_What the task asks_: Exactly and only the lines from the one containing "Point to one spot on every instance of the metal door" through the close of the entries below are to be set down.

_Available data_:
^^^^

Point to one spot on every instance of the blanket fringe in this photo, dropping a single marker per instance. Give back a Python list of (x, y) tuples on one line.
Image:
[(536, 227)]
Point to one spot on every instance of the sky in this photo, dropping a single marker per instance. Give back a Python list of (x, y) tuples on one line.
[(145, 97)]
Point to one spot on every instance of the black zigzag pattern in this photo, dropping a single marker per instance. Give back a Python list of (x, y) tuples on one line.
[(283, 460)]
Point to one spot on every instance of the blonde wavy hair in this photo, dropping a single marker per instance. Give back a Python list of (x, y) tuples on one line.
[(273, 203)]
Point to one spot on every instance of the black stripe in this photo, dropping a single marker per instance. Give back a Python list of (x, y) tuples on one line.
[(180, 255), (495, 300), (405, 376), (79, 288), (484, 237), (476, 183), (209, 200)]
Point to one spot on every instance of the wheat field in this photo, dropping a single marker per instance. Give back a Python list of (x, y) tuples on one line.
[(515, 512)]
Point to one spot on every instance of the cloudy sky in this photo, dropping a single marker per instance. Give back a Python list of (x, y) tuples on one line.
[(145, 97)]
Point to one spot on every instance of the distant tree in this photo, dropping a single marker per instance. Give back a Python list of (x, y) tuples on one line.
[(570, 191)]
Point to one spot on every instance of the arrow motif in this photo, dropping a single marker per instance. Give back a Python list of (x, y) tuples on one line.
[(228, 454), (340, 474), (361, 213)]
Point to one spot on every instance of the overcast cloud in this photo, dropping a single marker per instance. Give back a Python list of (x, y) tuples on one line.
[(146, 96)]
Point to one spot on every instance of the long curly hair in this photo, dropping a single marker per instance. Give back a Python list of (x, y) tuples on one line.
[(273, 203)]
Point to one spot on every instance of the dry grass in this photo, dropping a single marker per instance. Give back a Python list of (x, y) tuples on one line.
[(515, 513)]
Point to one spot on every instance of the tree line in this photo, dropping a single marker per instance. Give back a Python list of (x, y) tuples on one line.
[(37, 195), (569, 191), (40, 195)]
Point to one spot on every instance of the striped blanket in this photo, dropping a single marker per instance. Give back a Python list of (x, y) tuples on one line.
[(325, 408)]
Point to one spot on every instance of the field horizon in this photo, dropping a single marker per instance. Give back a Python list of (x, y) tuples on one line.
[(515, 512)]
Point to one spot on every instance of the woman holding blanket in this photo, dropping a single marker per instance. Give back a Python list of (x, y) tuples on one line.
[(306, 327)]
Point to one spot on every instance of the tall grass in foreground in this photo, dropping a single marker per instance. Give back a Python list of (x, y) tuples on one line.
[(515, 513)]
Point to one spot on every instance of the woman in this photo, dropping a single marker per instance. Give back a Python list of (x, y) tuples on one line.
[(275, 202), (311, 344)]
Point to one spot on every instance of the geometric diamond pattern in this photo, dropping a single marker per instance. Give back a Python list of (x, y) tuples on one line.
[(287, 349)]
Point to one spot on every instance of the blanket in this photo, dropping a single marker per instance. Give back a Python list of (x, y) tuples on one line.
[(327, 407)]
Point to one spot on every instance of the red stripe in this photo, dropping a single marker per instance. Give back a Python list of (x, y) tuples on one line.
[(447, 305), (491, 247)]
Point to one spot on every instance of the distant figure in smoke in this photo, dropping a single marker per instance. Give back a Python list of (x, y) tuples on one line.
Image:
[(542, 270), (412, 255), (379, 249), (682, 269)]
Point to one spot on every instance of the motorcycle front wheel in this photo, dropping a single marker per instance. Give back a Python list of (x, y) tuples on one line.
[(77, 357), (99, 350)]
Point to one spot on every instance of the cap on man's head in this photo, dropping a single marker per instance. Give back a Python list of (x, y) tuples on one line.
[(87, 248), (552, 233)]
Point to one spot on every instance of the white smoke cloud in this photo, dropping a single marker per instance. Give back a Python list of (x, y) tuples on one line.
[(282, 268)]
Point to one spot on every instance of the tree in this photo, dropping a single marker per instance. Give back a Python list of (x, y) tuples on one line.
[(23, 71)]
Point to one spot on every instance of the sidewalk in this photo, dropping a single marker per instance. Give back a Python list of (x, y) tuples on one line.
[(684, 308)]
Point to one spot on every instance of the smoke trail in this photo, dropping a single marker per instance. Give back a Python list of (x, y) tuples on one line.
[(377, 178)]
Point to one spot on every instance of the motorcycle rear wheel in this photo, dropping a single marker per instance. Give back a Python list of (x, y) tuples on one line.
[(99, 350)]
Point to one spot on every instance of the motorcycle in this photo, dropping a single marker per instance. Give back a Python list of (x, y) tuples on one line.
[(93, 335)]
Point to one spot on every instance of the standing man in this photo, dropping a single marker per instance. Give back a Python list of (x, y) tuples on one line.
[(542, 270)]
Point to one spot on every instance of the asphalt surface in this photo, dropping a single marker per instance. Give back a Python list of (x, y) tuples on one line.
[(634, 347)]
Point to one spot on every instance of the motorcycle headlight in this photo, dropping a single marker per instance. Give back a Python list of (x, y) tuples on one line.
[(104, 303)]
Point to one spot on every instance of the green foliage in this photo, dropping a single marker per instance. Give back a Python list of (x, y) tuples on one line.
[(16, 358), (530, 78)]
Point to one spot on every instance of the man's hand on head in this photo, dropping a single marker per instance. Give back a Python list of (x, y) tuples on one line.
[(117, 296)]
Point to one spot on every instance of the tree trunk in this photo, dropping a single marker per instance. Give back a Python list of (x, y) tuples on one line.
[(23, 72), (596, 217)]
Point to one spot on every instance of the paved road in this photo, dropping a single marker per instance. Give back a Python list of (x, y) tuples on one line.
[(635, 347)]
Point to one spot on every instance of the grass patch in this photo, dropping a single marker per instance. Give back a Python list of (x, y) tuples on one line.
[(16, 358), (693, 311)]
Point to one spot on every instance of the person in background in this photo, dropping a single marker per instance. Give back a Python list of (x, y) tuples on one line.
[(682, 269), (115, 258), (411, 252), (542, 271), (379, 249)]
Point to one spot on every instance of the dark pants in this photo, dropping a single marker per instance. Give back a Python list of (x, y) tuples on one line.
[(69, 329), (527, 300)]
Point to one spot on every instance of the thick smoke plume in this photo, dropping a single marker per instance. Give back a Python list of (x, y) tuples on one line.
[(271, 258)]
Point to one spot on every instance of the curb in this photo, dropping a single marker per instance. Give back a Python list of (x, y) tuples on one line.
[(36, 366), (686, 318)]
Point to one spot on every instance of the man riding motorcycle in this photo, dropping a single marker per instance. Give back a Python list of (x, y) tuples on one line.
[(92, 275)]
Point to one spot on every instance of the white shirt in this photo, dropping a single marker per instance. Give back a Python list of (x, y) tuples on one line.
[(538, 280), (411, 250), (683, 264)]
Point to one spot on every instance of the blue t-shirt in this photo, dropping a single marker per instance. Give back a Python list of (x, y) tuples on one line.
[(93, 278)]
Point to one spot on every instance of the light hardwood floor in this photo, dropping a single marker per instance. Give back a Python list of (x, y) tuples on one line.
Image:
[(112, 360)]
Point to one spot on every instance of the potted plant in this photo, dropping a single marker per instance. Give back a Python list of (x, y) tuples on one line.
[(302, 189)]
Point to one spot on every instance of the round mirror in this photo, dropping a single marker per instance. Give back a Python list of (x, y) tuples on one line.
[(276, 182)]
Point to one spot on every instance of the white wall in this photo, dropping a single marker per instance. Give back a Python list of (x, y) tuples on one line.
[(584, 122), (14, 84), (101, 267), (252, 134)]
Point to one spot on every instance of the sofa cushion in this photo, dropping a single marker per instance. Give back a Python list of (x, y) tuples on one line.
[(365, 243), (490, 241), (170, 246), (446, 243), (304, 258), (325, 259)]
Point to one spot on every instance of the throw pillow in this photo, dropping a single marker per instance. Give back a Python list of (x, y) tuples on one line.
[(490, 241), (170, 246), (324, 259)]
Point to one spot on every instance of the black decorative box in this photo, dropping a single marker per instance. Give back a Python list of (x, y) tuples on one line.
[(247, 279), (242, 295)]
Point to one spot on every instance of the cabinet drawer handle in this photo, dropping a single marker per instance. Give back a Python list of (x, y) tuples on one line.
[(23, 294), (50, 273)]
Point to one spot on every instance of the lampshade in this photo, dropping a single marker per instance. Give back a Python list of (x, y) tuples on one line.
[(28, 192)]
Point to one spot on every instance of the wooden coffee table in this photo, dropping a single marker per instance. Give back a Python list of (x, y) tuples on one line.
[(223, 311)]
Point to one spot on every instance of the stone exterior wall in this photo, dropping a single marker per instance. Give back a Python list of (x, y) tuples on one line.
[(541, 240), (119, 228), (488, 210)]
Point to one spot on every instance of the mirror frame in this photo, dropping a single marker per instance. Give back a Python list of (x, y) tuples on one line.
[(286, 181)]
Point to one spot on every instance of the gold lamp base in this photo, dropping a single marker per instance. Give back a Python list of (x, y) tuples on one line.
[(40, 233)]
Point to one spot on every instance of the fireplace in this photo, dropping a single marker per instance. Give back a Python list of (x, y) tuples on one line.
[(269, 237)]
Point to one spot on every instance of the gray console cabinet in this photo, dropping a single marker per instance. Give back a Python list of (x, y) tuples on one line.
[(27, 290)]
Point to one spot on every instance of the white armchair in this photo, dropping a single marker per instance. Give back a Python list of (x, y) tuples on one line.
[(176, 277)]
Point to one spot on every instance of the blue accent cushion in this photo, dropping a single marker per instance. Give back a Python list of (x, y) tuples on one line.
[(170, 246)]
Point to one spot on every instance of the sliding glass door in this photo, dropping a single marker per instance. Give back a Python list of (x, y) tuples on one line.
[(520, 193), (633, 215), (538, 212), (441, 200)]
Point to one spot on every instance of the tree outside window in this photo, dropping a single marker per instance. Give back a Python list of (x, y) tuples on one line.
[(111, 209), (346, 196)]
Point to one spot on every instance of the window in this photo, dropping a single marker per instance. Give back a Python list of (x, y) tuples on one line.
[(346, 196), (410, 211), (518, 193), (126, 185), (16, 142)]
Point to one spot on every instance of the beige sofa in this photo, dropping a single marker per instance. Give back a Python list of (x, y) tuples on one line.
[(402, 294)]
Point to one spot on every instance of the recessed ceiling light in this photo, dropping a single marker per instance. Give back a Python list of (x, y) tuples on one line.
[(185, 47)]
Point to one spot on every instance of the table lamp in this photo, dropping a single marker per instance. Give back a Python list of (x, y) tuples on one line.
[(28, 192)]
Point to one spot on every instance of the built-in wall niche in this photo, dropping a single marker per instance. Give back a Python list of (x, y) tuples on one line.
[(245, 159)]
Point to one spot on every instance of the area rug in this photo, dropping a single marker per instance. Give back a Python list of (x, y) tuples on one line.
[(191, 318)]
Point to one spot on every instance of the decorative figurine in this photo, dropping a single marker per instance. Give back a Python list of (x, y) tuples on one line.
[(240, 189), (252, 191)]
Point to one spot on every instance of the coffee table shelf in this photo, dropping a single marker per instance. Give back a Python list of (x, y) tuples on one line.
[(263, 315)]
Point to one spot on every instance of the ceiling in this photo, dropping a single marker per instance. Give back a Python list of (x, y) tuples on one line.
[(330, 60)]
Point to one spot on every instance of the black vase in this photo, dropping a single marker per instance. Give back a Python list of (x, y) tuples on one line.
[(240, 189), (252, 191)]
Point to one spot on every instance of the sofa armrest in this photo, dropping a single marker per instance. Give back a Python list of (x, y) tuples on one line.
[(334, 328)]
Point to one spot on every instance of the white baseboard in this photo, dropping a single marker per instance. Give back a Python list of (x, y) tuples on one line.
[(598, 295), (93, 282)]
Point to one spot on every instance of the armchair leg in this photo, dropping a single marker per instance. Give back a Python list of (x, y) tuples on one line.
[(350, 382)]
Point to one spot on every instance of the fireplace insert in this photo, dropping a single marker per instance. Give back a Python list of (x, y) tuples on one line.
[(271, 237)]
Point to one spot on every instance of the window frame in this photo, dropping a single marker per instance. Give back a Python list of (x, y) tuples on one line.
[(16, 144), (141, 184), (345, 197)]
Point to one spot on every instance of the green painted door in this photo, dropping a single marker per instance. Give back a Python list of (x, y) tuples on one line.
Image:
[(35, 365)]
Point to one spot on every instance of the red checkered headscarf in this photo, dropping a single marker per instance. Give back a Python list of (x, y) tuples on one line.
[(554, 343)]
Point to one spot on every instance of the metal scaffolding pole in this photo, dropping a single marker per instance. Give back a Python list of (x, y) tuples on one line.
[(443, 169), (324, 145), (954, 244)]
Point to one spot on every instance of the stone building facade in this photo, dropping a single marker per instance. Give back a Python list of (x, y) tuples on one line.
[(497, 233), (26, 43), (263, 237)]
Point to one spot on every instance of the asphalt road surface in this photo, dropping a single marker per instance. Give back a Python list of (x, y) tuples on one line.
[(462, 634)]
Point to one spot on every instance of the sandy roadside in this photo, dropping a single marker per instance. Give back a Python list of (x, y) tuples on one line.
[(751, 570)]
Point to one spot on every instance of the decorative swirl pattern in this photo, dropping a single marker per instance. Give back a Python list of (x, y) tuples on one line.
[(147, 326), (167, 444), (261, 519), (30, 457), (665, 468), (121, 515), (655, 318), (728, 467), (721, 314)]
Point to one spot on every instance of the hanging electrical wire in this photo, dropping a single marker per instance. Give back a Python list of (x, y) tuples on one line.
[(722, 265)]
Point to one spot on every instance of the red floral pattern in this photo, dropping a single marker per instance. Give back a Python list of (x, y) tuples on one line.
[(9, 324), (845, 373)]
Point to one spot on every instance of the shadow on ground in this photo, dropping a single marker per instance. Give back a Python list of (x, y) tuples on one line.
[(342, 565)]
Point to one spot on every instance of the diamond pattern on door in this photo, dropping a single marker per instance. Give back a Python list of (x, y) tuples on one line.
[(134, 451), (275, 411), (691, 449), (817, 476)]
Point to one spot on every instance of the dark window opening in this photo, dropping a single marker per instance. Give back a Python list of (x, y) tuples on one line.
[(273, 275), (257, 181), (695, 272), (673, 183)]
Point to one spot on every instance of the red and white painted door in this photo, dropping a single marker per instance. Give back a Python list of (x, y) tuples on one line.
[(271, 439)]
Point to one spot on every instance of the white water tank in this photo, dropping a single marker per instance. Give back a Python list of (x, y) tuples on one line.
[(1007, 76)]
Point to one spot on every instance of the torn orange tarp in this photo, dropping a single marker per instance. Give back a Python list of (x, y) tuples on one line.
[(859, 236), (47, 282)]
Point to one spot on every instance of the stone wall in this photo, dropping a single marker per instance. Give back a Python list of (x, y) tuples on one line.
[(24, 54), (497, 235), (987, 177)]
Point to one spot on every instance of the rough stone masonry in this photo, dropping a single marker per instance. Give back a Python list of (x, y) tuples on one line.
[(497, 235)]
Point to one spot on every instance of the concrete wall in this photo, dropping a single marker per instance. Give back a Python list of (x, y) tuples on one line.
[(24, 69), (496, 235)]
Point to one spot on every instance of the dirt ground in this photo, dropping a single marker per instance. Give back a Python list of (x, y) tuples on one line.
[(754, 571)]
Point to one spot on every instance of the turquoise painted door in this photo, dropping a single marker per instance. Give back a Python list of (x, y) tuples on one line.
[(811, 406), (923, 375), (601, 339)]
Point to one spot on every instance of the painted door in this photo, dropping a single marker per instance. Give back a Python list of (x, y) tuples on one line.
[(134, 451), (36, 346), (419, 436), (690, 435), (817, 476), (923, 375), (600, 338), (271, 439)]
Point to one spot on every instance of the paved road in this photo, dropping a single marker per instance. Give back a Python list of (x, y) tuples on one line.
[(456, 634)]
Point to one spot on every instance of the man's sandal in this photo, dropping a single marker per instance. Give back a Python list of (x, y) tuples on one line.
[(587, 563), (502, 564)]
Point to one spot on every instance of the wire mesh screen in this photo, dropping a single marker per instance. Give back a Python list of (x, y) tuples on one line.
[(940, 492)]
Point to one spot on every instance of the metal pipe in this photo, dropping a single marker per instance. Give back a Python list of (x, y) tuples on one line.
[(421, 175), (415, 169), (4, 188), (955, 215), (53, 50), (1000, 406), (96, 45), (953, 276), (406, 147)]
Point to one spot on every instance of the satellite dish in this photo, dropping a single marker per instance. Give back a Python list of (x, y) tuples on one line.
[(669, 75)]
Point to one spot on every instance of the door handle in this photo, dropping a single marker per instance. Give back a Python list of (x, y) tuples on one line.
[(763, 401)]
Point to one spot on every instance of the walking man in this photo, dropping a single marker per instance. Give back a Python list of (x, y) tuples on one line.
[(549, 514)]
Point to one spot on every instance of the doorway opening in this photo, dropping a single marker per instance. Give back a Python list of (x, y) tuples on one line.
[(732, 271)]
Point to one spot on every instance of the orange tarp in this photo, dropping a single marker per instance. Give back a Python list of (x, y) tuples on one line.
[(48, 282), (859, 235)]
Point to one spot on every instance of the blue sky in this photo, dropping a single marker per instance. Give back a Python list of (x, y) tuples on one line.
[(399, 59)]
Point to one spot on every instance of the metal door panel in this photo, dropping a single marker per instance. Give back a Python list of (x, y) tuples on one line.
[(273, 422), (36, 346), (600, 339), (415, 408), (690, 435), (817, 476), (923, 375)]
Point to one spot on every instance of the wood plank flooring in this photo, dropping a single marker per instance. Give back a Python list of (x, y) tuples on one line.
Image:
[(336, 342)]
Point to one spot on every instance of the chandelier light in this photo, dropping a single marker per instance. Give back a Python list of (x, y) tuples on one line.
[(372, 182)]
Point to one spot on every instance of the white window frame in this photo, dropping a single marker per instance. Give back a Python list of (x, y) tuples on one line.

^^^^

_Solution for this task_:
Point to one spot on every instance of the metal door panel in this photo, dropping a single marker per instance. Give back a Python list of (x, y) tuples on one line.
[(273, 422), (36, 346), (600, 339), (415, 408), (690, 435), (817, 476), (923, 375)]
Point to one spot on every instance of the wood plank flooring in this photo, dropping a single marker per instance. Give back a Python list of (x, y) tuples on one line.
Image:
[(336, 342)]
Point to one spot on every instance of the chandelier light in this photo, dropping a single marker per instance. Give back a Python list of (x, y) tuples on one line.
[(372, 182)]
Point to one spot on every instance of the white window frame in this photo, dropping a single marker per instance. Give back a Python list of (x, y) tuples on one line.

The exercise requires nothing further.